◆ **Exercise brief**
Copy these records word for word, with nothing changed.

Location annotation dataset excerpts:
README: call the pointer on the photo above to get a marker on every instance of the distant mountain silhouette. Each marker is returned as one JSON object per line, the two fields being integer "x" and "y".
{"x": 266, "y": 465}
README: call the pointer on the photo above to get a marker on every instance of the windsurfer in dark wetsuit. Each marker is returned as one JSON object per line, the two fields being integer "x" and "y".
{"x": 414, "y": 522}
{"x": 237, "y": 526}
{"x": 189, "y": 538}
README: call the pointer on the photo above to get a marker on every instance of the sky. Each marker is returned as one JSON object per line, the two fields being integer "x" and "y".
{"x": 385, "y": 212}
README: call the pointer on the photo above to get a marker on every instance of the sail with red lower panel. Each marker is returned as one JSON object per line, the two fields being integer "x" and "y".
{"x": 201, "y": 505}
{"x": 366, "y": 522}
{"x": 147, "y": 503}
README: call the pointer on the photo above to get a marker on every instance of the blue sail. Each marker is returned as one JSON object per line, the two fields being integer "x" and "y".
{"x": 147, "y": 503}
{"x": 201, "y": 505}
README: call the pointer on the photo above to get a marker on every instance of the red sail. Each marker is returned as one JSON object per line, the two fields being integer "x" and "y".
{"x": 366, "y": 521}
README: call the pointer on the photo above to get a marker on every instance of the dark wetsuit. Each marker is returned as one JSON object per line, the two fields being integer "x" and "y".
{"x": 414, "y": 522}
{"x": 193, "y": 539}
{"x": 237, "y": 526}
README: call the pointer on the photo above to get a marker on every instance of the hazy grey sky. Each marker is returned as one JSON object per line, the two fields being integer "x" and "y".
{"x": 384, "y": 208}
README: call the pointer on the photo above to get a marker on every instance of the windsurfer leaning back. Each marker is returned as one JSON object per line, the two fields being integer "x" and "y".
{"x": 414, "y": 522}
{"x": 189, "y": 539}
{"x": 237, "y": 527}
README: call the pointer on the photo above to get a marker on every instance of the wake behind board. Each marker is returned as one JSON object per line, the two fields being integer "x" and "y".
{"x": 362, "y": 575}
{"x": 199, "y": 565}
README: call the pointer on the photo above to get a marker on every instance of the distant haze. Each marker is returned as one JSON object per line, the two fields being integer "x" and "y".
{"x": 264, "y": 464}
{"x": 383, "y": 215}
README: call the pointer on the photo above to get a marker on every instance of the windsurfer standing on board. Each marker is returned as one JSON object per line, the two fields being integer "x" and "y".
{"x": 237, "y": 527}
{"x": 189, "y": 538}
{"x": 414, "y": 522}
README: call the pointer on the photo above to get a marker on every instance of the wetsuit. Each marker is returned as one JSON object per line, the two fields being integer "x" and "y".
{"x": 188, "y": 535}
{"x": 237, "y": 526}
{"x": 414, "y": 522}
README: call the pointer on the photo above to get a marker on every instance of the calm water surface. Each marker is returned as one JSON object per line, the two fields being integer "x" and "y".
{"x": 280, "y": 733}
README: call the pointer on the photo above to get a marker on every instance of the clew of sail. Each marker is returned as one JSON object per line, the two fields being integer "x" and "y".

◆ **Exercise answer**
README: call the pointer on the photo above to get a marker on every instance of the distant mountain silhouette. Each marker is returned as one JSON object per line, the two fields being integer "x" and "y".
{"x": 266, "y": 465}
README: call the pointer on the photo above to get a marker on every instance of the windsurfer in dark wetsuit. Each marker is returned as one JSON object per line, the two fields being integer "x" and "y".
{"x": 414, "y": 522}
{"x": 237, "y": 526}
{"x": 189, "y": 538}
README: call the pointer on the photo above to get a marker on every instance of the sky. Each marker is returned as one JSON object per line, the two fields being integer "x" and "y".
{"x": 385, "y": 212}
README: call the pointer on the photo above to get a marker on every instance of the sail with red lower panel. Each marker is returned as one JSON object per line, the two fields being integer "x" and "y".
{"x": 201, "y": 505}
{"x": 366, "y": 522}
{"x": 147, "y": 503}
README: call the pointer on the photo above to get a marker on every instance of the blue sail. Each marker is returned as one JSON object per line, the two fields being integer "x" and "y".
{"x": 147, "y": 503}
{"x": 201, "y": 505}
README: call the pointer on the photo above to get a marker on every instance of the red sail. Each marker is returned as one JSON object per line, the two fields being integer "x" and "y".
{"x": 366, "y": 521}
README: call the pointer on the photo above to get a marker on every instance of the dark wetsuit. Each marker is returned as one JSON object per line, the two fields being integer "x" and "y".
{"x": 414, "y": 522}
{"x": 193, "y": 539}
{"x": 237, "y": 526}
README: call the pointer on the photo above to get a marker on every instance of the hazy grey sky. Each marker is returned as one JSON object per line, the two fields being integer "x" and "y".
{"x": 384, "y": 208}
README: call the pointer on the photo above to get a marker on every instance of the windsurfer leaning back. Each marker is returned as one JSON object per line, the two fields being integer "x" and "y".
{"x": 414, "y": 522}
{"x": 189, "y": 539}
{"x": 237, "y": 527}
README: call the pointer on the photo above to get a marker on every instance of the wake behind board. Each marker is returned as one JSON object per line, the two fields being integer "x" and "y".
{"x": 362, "y": 575}
{"x": 199, "y": 565}
README: call the pointer on the photo above to get a marker on every instance of the distant haze. Each marker is returned as one JSON object per line, the two fields being integer "x" and "y".
{"x": 264, "y": 464}
{"x": 383, "y": 215}
README: call the pointer on the photo above to get a marker on every instance of the windsurfer standing on board. Each marker is returned as one JSON object per line, the two fields being integer "x" and "y".
{"x": 237, "y": 527}
{"x": 189, "y": 538}
{"x": 414, "y": 522}
README: call the pointer on the photo above to get a marker on every instance of the wetsuit. Each marker is returned as one JSON object per line, the two fields being integer "x" and "y".
{"x": 188, "y": 535}
{"x": 237, "y": 526}
{"x": 414, "y": 522}
README: call the pointer on the photo above to get a marker on every instance of the calm water surface. Each marker is returned as one JSON object per line, the two fields being integer "x" and "y".
{"x": 280, "y": 733}
README: call the pointer on the photo above to get a marker on every instance of the clew of sail. Each marker is returned as one JSON object per line, the two fields being integer "x" and "y".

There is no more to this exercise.